WHAT YOU NEED TO DO =>
Reproduce the material below word for word, starting at its first line and stopping after the line that contains "(1074, 781)".

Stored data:

□ □ □ □ □

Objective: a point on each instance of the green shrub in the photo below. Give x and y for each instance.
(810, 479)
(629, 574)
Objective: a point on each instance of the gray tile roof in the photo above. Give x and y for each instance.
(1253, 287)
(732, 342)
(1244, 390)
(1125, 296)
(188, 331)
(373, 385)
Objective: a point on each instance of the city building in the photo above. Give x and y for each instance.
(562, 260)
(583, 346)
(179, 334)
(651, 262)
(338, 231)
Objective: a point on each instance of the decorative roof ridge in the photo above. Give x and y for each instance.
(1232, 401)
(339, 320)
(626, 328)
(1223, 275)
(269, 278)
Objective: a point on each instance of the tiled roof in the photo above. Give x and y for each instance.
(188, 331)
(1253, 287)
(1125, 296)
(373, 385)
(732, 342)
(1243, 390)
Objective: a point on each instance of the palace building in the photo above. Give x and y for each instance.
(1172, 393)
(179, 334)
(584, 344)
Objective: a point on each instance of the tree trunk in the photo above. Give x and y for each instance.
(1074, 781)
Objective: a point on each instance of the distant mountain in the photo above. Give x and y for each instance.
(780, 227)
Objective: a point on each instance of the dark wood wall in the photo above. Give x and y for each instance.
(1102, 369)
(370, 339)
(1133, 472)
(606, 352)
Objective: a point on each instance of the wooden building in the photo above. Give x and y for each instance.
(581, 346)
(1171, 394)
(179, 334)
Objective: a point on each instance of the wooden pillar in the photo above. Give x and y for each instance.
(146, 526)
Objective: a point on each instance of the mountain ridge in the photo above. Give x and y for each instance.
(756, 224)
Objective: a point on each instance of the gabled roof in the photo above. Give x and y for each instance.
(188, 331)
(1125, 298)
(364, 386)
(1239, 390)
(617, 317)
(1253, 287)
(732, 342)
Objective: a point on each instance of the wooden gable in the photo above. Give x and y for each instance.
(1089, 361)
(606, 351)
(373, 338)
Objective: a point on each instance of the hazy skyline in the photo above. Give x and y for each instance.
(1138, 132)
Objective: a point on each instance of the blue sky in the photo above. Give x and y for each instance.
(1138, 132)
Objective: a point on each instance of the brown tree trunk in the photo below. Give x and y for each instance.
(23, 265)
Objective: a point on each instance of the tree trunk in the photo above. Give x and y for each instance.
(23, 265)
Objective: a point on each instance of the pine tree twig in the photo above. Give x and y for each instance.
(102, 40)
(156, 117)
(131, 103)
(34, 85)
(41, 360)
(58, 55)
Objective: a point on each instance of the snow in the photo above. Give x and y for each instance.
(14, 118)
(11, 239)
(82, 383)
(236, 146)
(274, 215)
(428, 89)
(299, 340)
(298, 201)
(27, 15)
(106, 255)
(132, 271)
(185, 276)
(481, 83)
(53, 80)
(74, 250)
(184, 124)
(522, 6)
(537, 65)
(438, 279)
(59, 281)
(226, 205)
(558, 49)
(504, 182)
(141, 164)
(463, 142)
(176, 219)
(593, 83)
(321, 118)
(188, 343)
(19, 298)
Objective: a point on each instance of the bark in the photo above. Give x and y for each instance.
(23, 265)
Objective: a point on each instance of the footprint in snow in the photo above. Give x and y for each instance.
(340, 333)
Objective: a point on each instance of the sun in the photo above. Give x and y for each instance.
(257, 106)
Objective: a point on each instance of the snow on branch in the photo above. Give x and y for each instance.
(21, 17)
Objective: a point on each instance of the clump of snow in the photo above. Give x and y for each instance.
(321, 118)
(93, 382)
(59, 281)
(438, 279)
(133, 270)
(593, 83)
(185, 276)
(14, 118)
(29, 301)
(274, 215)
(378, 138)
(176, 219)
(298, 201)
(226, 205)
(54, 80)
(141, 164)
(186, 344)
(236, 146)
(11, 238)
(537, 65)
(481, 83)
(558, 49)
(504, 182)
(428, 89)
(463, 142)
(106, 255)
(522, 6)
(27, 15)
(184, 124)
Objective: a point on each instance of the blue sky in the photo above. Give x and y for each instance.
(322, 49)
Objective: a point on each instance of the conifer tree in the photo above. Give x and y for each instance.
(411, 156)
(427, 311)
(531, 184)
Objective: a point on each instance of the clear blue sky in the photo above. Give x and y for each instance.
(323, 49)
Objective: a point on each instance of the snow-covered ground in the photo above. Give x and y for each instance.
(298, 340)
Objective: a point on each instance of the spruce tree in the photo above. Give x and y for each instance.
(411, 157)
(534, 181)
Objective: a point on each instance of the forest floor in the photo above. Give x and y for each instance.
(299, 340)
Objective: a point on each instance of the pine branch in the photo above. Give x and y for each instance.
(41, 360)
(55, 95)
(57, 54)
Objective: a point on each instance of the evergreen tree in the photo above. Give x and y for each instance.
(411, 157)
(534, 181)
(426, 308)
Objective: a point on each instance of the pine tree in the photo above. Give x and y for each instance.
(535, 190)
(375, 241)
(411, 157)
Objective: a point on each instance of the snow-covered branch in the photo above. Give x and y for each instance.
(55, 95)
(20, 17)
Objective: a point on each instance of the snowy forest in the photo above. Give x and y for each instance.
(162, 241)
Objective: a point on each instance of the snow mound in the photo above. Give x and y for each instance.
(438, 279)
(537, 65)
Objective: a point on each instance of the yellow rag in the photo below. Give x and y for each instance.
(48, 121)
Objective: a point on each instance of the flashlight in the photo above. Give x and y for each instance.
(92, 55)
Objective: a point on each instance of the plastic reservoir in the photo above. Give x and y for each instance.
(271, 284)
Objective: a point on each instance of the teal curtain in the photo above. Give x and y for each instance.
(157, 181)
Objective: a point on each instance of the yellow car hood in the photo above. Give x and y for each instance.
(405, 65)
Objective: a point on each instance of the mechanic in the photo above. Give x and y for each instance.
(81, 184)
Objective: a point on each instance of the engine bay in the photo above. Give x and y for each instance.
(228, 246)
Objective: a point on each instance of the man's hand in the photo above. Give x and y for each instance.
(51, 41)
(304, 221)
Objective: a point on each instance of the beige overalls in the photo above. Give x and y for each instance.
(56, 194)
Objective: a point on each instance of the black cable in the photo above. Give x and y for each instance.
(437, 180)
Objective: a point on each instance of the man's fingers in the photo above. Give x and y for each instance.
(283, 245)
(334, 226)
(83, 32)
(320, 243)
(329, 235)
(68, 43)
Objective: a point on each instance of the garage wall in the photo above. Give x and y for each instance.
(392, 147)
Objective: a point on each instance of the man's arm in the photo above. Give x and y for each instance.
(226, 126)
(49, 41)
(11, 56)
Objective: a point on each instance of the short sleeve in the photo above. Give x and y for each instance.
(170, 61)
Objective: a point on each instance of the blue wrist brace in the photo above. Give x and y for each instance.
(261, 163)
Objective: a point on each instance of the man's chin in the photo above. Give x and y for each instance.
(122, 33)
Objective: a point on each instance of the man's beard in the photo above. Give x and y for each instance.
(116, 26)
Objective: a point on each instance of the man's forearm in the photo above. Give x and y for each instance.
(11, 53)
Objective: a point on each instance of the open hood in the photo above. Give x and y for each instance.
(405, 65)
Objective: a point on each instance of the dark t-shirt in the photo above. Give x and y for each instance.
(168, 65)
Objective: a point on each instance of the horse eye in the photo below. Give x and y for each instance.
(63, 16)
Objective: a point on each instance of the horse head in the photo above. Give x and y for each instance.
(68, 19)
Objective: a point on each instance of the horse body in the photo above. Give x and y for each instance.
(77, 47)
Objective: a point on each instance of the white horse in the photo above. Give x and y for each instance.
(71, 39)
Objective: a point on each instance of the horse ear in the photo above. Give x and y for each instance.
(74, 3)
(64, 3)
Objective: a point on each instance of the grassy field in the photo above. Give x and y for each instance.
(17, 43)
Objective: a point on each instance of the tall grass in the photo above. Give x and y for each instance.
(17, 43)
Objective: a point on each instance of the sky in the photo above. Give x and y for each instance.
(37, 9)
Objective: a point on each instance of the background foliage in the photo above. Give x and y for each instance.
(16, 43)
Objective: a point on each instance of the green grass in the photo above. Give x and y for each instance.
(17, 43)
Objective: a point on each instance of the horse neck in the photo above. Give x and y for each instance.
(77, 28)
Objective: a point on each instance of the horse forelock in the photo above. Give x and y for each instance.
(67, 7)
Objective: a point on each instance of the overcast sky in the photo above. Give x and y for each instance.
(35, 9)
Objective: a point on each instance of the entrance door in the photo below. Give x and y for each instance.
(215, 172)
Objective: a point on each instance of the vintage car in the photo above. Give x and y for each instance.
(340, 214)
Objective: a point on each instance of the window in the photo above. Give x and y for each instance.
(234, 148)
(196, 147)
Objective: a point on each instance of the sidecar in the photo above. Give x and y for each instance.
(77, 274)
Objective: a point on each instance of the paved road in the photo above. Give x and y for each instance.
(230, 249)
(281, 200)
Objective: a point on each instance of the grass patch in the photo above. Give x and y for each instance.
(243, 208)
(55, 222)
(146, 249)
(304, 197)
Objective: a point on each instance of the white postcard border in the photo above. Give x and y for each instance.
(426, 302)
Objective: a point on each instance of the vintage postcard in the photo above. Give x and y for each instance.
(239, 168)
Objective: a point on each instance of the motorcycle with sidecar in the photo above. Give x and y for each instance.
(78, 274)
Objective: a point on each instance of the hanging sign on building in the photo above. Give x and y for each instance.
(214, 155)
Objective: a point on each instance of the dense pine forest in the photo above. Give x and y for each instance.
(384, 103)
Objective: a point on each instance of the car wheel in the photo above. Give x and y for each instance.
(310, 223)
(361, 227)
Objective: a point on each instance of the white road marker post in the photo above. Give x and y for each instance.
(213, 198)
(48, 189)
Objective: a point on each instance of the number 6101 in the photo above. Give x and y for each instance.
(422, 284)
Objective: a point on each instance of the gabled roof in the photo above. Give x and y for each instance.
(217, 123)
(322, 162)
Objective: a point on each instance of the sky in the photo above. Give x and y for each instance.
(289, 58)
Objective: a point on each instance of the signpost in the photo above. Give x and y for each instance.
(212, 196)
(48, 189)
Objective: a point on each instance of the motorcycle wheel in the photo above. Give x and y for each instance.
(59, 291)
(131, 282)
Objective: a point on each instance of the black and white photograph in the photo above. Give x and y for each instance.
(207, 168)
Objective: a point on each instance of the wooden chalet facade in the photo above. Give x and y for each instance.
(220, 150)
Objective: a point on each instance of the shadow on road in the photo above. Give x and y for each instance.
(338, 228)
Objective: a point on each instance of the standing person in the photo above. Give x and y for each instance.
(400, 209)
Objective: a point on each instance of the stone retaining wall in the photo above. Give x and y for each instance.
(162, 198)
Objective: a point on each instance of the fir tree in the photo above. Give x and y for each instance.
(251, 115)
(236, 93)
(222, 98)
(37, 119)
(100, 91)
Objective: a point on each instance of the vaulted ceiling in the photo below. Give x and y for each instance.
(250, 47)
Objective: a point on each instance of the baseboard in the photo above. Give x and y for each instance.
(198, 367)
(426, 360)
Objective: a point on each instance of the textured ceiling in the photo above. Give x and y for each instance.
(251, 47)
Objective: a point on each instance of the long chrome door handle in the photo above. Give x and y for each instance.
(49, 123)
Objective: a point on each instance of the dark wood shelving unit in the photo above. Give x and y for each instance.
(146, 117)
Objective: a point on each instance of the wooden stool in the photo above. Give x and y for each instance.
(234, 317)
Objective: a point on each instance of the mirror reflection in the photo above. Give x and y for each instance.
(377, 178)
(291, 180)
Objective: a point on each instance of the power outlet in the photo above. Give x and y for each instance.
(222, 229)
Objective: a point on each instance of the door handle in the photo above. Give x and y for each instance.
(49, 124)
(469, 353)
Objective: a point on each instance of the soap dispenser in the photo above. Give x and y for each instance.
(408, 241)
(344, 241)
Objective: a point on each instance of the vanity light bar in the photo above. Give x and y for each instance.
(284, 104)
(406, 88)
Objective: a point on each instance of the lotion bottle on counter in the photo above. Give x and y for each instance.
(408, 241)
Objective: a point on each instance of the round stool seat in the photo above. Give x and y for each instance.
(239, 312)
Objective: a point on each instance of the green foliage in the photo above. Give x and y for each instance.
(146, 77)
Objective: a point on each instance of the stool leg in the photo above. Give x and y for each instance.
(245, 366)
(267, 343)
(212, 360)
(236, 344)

□ □ □ □ □

ANSWER TO THE PROBLEM =>
Objective: a point on each instance of the green shrub in the photo below. Give x and y for each instance.
(810, 479)
(629, 574)
Objective: a point on each instance of the gray tile roof in the photo above. Give x and y for each instance.
(1253, 287)
(732, 342)
(1244, 390)
(1125, 296)
(188, 331)
(373, 385)
Objective: a point on each instance of the city building in the photo above. Give x and y for each instance.
(562, 260)
(583, 346)
(179, 334)
(651, 262)
(338, 231)
Objective: a point on each instance of the decorative roof ridge in the photo above. Give x and y for each instance.
(1232, 401)
(339, 320)
(626, 328)
(1223, 275)
(269, 278)
Objective: a point on each instance of the tiled roof in the photo above. Give x and y for each instance.
(188, 331)
(1253, 287)
(1125, 296)
(373, 385)
(732, 342)
(1243, 390)
Objective: a point on each instance of the palace building in the photo above. Give x and y for each instance.
(1172, 393)
(179, 334)
(584, 344)
Objective: a point on each instance of the tree trunk in the photo above. Give x and y for each instance.
(1074, 781)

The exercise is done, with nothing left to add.